WORK TO COMPLETE:
Carry on the court case summary for Hannah Louis Group Pty Ltd v Maxum Taxi Trucks Pty Ltd, starting after its final line.

PASSAGE GIVEN:

Hannah Louis Group Pty Ltd v Maxum Taxi Trucks Pty Ltd

Case

[2008] NSWSC 1400

16 December 2008

No judgment structure available for this case.

CITATION: Hannah Louis Group Pty Ltd v Maxum Taxi Trucks Pty Ltd [2008] NSWSC 1400
HEARING DATE(S): 16 December 2008
 
JUDGMENT DATE : 

16 December 2008
JURISDICTION: Equity Division
JUDGMENT OF: Palmer J
EX TEMPORE JUDGMENT DATE: 16 December 2008
DECISION: Application refused.
CATCHWORDS: ASSET PRESERVATION ORDER – Whether some but not all interim orders for preservation of goodwill of business should be vacated.
LEGISLATION CITED: Uniform Civil Procedure Rules 2005 (NSW) - s 25(3)

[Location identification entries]
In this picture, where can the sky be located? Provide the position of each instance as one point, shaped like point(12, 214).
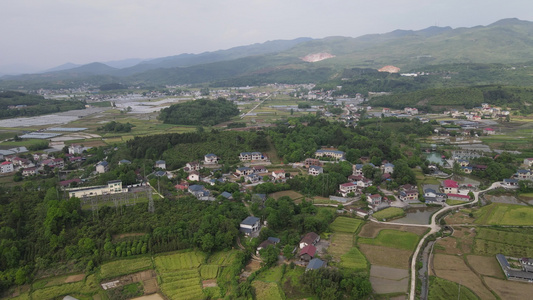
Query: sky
point(40, 34)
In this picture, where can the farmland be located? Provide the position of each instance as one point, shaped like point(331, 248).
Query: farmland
point(344, 224)
point(393, 239)
point(122, 267)
point(389, 213)
point(505, 214)
point(441, 289)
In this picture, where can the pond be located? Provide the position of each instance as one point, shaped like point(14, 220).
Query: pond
point(435, 158)
point(417, 215)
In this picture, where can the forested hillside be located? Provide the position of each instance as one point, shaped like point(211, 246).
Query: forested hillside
point(17, 104)
point(200, 112)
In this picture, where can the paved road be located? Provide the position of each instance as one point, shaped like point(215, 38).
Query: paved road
point(435, 228)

ANSWER BELOW:
CATEGORY: Consequential orders
PARTIES: Hannah Louis Group Pty Ltd t/as Maxum Transport (First Plaintiff/Second Cross Defendant)
Michael Saba (Second Plaintiff/First Cross Defendant)
Maxum Taxi Trucks Pty Ltd (First Defendant)
CDM Transport Pty Ltd (Second Defendant)
Dominic Savo (Third Defendant/First Cross Claimant)
Sandra Savo (Fourth Defendant/Second Cross Claimant)
Christina Savo (Fifth Defendant/Third Cross Claimant)
Savo Holdings Pty Ltd (Sixth Defendant)
Total Transport Services (NSW) Pty Ltd (Seventh Defendant)
Lindsay Lerau (Eighth Defendant)
Michael Walker (Ninth Defendant)
FILE NUMBER(S): SC 5691/07
COUNSEL: M. Saba (in person) (Plaintiffs/Cross Defendants)
A.P. Cheshire (1st to 3rd, 5th to 7th Defendants/1st & 3rd Cross Claimants)
P. Cook (4th Defendant/2nd Cross Claimant)
SOLICITORS: Kelvin Solari (Plaintiffs/Cross Defendants)
Cropper Parkhill (1st to 3rd, 5th to 7th Defendants/1st & 3rd Cross Claimants)
K.P. Lawyers (4th Defendant/2nd Cross Claimant)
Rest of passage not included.